◆ **Lesetext**:
Unterschrift Jack Smiths, Sonderermittler USA

Was geht uns das an?

Wenn ich mich mit Freunden und Bekannten hier in Deutschland über die historischen Entwicklungen unterhalte, die wir gerade in den USA beobachten können, dann sehe ich zum Teil Desinteresse oder auch Hoffnungslosigkeit. Das ist verständlich, denn wir haben unsere eigenen politischen Herausforderungen. 

Ich sage es mal so klar wie ich es empfinde: Die USA kämpfen gerade um ihre Zukunft als Demokratie und damit um ein Fortbestehen als eine fundamentale Macht, die der politischen Weltordnung eine gewisse Stabilität gibt. Als Beispiel: Stellen wir uns vor, welchen Vorteil Russland in seinem Angfriffskrieg auf die Ukraine gehabt hätte, wenn nicht Joe Biden, sondern Donald Trump regiert hätte, der die Nato sowieso abschaffen wollte und Selenskyj und die Ukraine schon vor dem Krieg in seinem ganz persönlichen Interesse erpresste (wofür er ja auch impeacht wurde).

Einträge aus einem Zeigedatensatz
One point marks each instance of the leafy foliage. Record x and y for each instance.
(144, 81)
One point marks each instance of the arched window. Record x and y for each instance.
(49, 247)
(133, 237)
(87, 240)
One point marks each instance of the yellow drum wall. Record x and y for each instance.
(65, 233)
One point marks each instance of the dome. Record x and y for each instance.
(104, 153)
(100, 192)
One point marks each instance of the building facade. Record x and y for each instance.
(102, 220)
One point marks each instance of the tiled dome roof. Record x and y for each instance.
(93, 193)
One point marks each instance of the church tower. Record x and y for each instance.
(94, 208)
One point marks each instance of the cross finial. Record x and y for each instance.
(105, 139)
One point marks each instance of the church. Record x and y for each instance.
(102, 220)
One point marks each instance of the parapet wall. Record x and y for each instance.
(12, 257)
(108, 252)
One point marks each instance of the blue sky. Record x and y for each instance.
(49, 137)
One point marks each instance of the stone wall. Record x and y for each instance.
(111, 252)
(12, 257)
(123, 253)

--

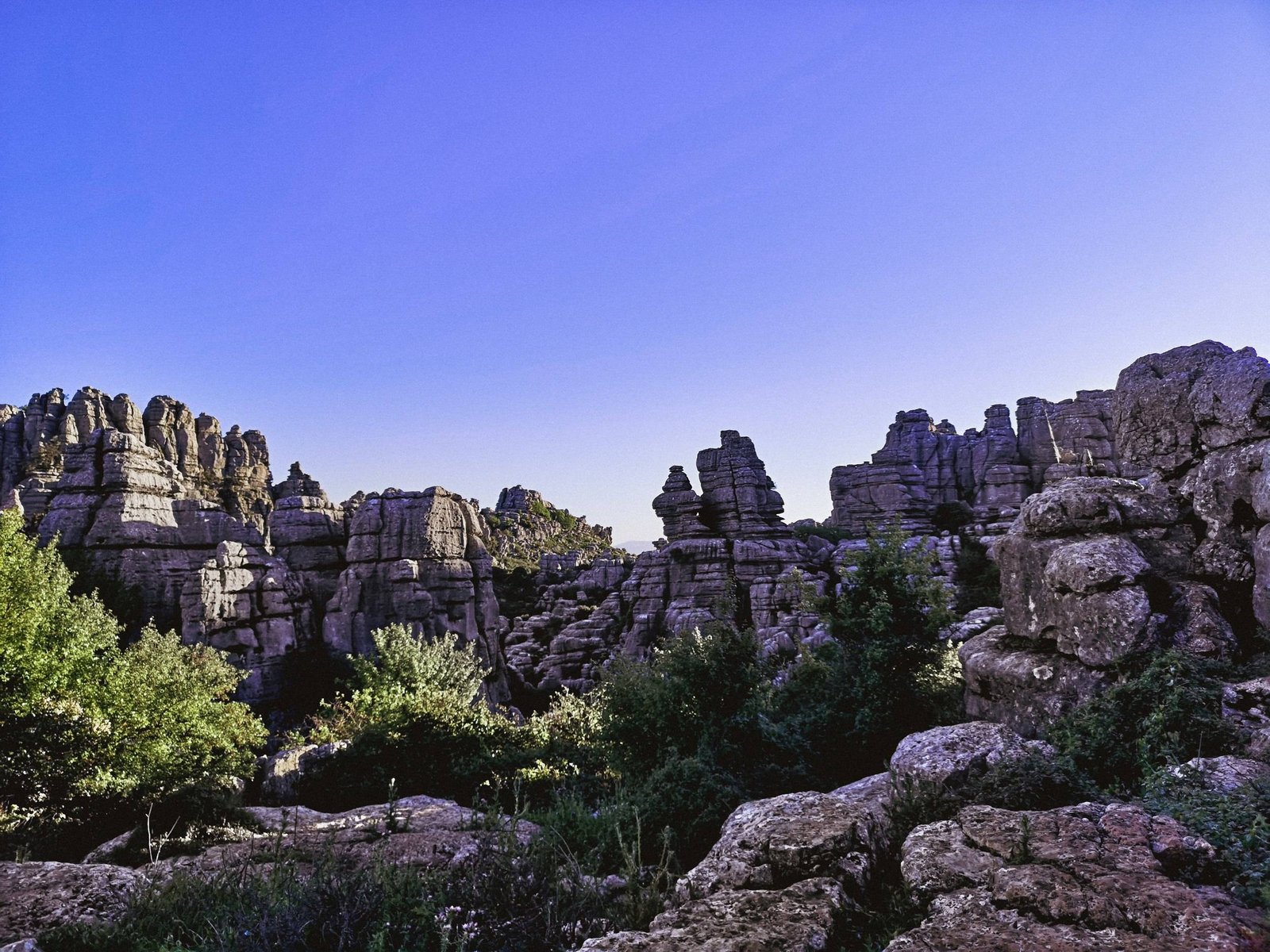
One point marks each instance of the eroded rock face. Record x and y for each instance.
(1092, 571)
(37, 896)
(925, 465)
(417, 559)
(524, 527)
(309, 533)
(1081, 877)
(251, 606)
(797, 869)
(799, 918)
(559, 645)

---

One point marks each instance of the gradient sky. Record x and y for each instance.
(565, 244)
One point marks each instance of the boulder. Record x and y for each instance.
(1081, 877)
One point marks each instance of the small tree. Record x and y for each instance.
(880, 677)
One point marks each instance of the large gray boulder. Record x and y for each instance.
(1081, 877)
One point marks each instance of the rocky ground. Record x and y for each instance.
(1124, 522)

◆ **Was zu tun ist**:
1. Worauf stößt man laut Lesetext zum Teil, wenn man mit Freunden und Bekannten in Deutschland über die Entwicklungen in den USA spricht?
2. Bitte fasse den Absatz des Lesetextes, der mit „Ich sage es mal so klar“ beginnt, kürzer zusammen und behalte dabei seine wesentlichen Aussagen bei.
3. Gib den Abschnitt des Lesetextes wortgetreu wieder, beginnend bei "Was geht uns" und endend bei "auch impeacht wurde).".

◆ **Lösungen je Aufgabe**:
1. Zum Teil auf Desinteresse oder auch Hoffnungslosigkeit.

2. Die USA kämpfen derzeit um ihre Zukunft als Demokratie und damit um ihren Fortbestand als grundlegende Macht, die der politischen Weltordnung Stabilität gibt. Russland hätte im Angriffskrieg gegen die Ukraine einen Vorteil gehabt, wenn statt Joe Biden Donald Trump regiert hätte. Trump wollte die Nato ohnehin abschaffen und hatte Selenskyj und die Ukraine schon vor dem Krieg aus persönlichem Interesse erpresst, wofür er impeacht wurde.

3.
Was geht uns das an?

Wenn ich mich mit Freunden und Bekannten hier in Deutschland über die historischen Entwicklungen unterhalte, die wir gerade in den USA beobachten können, dann sehe ich zum Teil Desinteresse oder auch Hoffnungslosigkeit. Das ist verständlich, denn wir haben unsere eigenen politischen Herausforderungen. 

Ich sage es mal so klar wie ich es empfinde: Die USA kämpfen gerade um ihre Zukunft als Demokratie und damit um ein Fortbestehen als eine fundamentale Macht, die der politischen Weltordnung eine gewisse Stabilität gibt. Als Beispiel: Stellen wir uns vor, welchen Vorteil Russland in seinem Angfriffskrieg auf die Ukraine gehabt hätte, wenn nicht Joe Biden, sondern Donald Trump regiert hätte, der die Nato sowieso abschaffen wollte und Selenskyj und die Ukraine schon vor dem Krieg in seinem ganz persönlichen Interesse erpresste (wofür er ja auch impeacht wurde).